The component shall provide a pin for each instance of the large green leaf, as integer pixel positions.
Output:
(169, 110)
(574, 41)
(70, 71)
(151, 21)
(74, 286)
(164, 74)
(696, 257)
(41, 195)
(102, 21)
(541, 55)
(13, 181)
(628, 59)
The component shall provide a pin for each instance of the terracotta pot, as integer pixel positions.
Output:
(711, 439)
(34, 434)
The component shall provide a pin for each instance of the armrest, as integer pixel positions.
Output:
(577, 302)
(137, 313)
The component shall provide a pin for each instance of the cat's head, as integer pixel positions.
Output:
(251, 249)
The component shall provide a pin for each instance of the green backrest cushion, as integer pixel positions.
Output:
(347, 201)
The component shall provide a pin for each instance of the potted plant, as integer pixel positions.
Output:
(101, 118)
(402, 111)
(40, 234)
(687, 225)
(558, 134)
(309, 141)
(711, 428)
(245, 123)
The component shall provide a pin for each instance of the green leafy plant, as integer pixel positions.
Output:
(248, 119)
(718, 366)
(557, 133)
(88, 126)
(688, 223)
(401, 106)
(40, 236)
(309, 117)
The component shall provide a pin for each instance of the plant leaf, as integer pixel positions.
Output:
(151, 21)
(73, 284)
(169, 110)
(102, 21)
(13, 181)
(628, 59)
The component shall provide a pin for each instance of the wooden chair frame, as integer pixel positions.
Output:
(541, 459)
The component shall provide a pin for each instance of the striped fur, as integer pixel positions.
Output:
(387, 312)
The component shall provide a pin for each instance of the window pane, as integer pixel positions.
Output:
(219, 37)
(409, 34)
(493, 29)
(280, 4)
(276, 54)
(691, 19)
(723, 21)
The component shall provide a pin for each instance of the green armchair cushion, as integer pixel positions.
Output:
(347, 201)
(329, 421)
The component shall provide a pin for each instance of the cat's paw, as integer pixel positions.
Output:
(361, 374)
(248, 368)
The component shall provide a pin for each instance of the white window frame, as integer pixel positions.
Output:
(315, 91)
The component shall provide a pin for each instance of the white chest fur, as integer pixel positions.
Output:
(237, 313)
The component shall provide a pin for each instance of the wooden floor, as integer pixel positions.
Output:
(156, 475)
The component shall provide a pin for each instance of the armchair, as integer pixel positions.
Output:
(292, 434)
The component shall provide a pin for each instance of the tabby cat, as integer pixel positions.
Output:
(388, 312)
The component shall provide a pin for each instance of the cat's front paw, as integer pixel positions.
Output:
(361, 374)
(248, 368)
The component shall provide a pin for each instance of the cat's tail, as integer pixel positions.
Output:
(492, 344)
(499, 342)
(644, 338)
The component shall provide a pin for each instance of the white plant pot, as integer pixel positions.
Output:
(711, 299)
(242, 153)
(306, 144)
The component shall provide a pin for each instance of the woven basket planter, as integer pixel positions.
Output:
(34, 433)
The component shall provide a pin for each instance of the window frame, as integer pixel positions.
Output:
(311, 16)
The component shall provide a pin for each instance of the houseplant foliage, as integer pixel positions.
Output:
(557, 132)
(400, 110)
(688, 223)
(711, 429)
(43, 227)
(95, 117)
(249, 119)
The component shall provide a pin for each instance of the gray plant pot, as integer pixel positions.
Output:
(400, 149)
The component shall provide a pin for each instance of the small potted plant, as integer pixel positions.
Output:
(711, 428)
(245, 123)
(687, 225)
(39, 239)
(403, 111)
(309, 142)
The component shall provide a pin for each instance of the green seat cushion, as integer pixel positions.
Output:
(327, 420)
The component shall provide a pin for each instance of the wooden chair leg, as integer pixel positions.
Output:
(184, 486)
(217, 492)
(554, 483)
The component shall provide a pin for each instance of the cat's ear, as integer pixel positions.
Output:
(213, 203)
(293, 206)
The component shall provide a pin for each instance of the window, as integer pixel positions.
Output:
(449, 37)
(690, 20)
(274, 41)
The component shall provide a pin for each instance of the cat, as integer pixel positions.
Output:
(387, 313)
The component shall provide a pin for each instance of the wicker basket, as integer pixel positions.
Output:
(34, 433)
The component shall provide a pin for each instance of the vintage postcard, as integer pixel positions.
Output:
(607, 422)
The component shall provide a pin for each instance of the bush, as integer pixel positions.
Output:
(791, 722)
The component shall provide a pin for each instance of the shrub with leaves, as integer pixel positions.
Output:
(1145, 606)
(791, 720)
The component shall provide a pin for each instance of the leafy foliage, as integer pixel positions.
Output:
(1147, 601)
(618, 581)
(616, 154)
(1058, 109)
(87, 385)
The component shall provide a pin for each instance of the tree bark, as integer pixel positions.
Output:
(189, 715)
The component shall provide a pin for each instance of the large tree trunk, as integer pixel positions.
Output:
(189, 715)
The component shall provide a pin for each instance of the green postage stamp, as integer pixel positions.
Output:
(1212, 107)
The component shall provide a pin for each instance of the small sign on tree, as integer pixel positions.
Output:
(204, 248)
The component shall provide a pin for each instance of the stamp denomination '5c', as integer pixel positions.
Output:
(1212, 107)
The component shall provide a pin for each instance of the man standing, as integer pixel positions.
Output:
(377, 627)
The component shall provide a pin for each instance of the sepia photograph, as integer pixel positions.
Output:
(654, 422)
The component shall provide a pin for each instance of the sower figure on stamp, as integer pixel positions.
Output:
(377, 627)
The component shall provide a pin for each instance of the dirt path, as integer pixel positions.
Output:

▶ **JOB**:
Copy all the records above precisely.

▶ **REPLY**:
The component shall provide a pin for each instance of the large green leaf, as integer pixel positions.
Output:
(169, 110)
(574, 41)
(70, 71)
(151, 21)
(74, 286)
(164, 74)
(696, 257)
(41, 195)
(102, 21)
(541, 55)
(13, 181)
(628, 59)
The component shall provide a pin for each instance of the terracotta pot, as integer pixel positions.
Output:
(711, 439)
(34, 434)
The component shall provide a pin for each instance of the armrest, as integer pixel positions.
Output:
(577, 302)
(137, 313)
The component shall provide a pin for each instance of the cat's head, as integer pixel positions.
Output:
(251, 249)
The component shall provide a pin for each instance of the green backrest cushion, as integer pixel positions.
Output:
(347, 201)
The component shall provide a pin for each instance of the potted plant, as integer pixel positions.
Output:
(101, 118)
(402, 111)
(40, 234)
(687, 225)
(558, 134)
(309, 141)
(711, 428)
(245, 123)
The component shall provide a pin for each instance of the green leafy plant, as integer pixel positions.
Output:
(248, 119)
(718, 366)
(557, 133)
(88, 126)
(688, 223)
(401, 106)
(40, 236)
(309, 117)
The component shall provide a pin for each instance of the plant leaf, as integer pixel positions.
Output:
(151, 21)
(73, 284)
(169, 110)
(102, 21)
(13, 181)
(628, 59)
The component shall provide a pin for each instance of the wooden chair frame, as integer pixel positions.
Output:
(541, 459)
The component shall provide a pin for each instance of the striped fur, as integer pixel positions.
Output:
(387, 312)
The component shall provide a pin for each instance of the window pane, as integer pixel positions.
Output:
(219, 37)
(409, 34)
(493, 29)
(280, 4)
(276, 54)
(691, 19)
(723, 21)
The component shall provide a pin for each instance of the green armchair cushion, as integer pixel positions.
Output:
(347, 201)
(329, 421)
The component shall provide a pin for each instance of the cat's paw, as integer pixel positions.
Output:
(361, 374)
(248, 368)
The component shall provide a pin for each instance of the white window frame, as integer pixel positions.
Output:
(315, 91)
The component shall provide a pin for each instance of the white chest fur, as integer pixel positions.
Output:
(237, 313)
The component shall provide a pin for each instance of the wooden floor, as integer pixel positions.
Output:
(156, 475)
The component shall provide a pin for each instance of the armchair, as integer pixel positions.
Output:
(292, 434)
The component shall provide a pin for each instance of the tabby cat, as integer pixel positions.
Output:
(388, 312)
The component shall provide a pin for each instance of the cat's front paw, as integer pixel positions.
Output:
(361, 374)
(248, 368)
The component shall provide a pin for each instance of the cat's tail, as integer pixel positions.
Output:
(492, 344)
(499, 342)
(644, 338)
The component shall provide a pin for each instance of the white plant pot, as integer pixel positions.
Output:
(711, 299)
(242, 153)
(306, 144)
The component shall provide a pin for each instance of the woven basket planter, as integer pixel positions.
Output:
(34, 433)
The component shall provide a pin for each instance of the window frame, as integer pixel positions.
Output:
(311, 16)
The component shall provide a pin for each instance of the houseplant foliage, as integer pixel positions.
Output:
(557, 132)
(400, 110)
(688, 223)
(711, 429)
(43, 227)
(95, 117)
(249, 119)
The component shall provide a pin for each instance of the gray plant pot, as integer pixel positions.
Output:
(400, 149)
The component shall provide a pin for each instance of the small potted plant, as integer pixel positions.
Output:
(711, 428)
(245, 123)
(687, 225)
(39, 239)
(403, 111)
(309, 142)
The component shall provide a pin for each instance of the green seat cushion, as integer pixel positions.
Output:
(327, 420)
The component shall provide a pin for each instance of the wooden chair leg, as integer pixel positions.
Output:
(184, 486)
(217, 492)
(554, 483)
The component shall provide a pin for each instance of the cat's ear, as integer pixel positions.
Output:
(213, 203)
(293, 206)
The component shall provide a pin for each instance of the window, as integer pixel positions.
Output:
(449, 37)
(690, 20)
(274, 41)
The component shall provide a pin for each instance of the cat, as integer pixel positions.
Output:
(387, 313)
The component shall provide a pin for each instance of the wicker basket, as integer pixel positions.
Output:
(34, 433)
The component shall provide a pin for each instance of the vintage postcard, as integer pixel positions.
Output:
(607, 422)
The component shall provide a pin for each instance of the bush, as integer pixel positions.
Output:
(791, 722)
The component shall provide a pin for each instance of the shrub with leaves, as integer pixel positions.
Output:
(1145, 606)
(791, 720)
The component shall provide a pin for each instance of the leafy foliage, as integer pixel positions.
Output:
(1147, 601)
(618, 581)
(616, 154)
(1058, 109)
(87, 385)
The component shall provide a pin for each instance of the tree bark, as integer pixel positions.
Output:
(189, 715)
The component shall provide a pin for each instance of the large tree trunk, as integer pixel positions.
Output:
(189, 715)
The component shall provide a pin for each instance of the green postage stamp, as integer pixel positions.
Output:
(1212, 107)
The component shall provide a pin for each instance of the small sign on tree, as integer pixel positions.
Output:
(204, 248)
The component shall provide a pin for each instance of the stamp denomination '5c', as integer pixel positions.
Output:
(1212, 107)
The component shall provide a pin for each instance of the man standing, as integer pixel positions.
Output:
(377, 627)
The component shall provide a pin for each instance of the sepia photograph, as integer pixel positions.
Output:
(654, 422)
The component shall provide a pin for each instance of the sower figure on stamp, as integer pixel positions.
Output:
(377, 627)
The component shall provide a pin for each instance of the dirt path, as integer pixel positions.
Output:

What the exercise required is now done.